§ **WHAT THE TASK REQUIRES**: Please summarize the article below about the retired clown in two sentences.

This retired clown sends poems to reporters. He’s turned his attention to Idaho
AI-generated summary reviewed by our newsroom.
- Retired clown Tim Torkildson has sent reporters thousands of poems since 2014.
- He turned his focus to Idaho news in preparation for his move to Jerome.
- He prefers writing haiku for brief reflection and avoids topics like murder or Epstein.
Reporters are accustomed to receiving feedback on their stories in a variety of forms: angry phone calls, emails offering corrections, letters to the editor.
But the haiku in my inbox was unexpected.
It came from Tim Torkildson, a retired Ringling Bros. clown and self-described “poet for hire” who has written thousands of such poems based on news articles that resonated with him.
Torkildson, 73, has been writing these poems — and sending them to the articles’ authors — since 2014. The New York Times, long a recipient of his poetry, wrote that he was “pretty close” to being their newsroom’s poet laureate.
“When I started reading stories that affected me, I just felt like I should write something,” Torkildson told the Idaho Statesman by phone. “I used to write a lot of letters to the editor, and then it just kind of morphed into emails, because you don’t have to pay for postage. And it continued to morph into short poems.”
In May, it morphed into poems about Idaho.
Torkildson turned his focus to Idaho news in preparation for his recent move from Washington, D.C., to Jerome. He sent Statesman reporters poems, mostly haiku, based on stories about Latter-day Saints church members’ politics, a computer outage that led to canceled final exams at Boise State, and a column on Idaho prisons charging for phone calls.
On Latter-day Saints members’ politics, he wrote:
pews are bolted down but cushions can be shifted — parking lot dogma.

§ **DATA PROVIDED**:
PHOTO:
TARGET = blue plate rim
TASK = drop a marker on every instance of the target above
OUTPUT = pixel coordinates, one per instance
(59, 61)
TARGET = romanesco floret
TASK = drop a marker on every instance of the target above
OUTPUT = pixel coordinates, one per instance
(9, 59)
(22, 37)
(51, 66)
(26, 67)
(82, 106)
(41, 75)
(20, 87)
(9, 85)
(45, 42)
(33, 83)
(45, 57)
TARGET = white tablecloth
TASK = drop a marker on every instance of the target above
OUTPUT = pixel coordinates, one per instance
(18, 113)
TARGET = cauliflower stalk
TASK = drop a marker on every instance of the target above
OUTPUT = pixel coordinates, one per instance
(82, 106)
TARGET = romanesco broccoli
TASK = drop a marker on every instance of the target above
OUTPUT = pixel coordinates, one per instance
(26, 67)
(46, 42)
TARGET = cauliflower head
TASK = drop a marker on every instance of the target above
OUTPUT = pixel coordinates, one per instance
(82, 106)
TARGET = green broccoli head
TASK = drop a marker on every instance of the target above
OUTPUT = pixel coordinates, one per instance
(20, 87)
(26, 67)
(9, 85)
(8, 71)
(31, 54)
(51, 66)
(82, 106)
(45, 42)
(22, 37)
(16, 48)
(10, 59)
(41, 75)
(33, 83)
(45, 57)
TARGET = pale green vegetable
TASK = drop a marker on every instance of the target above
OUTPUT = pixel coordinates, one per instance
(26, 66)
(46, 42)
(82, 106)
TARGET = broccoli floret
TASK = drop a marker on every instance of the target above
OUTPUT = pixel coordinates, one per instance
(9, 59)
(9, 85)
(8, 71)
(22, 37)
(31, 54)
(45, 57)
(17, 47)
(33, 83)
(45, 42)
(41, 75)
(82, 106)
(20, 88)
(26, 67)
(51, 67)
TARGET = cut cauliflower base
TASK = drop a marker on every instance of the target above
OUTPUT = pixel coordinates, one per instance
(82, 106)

§ **EXPECTED OUTPUT**: Tim Torkildson, a 73-year-old retired Ringling Bros. clown and self-described "poet for hire," has been writing poems based on news articles that resonated with him and sending them to the articles' authors since 2014. In May, ahead of his move from Washington, D.C., to Jerome, he turned his focus to Idaho news and sent Idaho Statesman reporters poems, mostly haiku, on stories about Latter-day Saints church members' politics, a computer outage that canceled final exams at Boise State, and Idaho prisons charging for phone calls.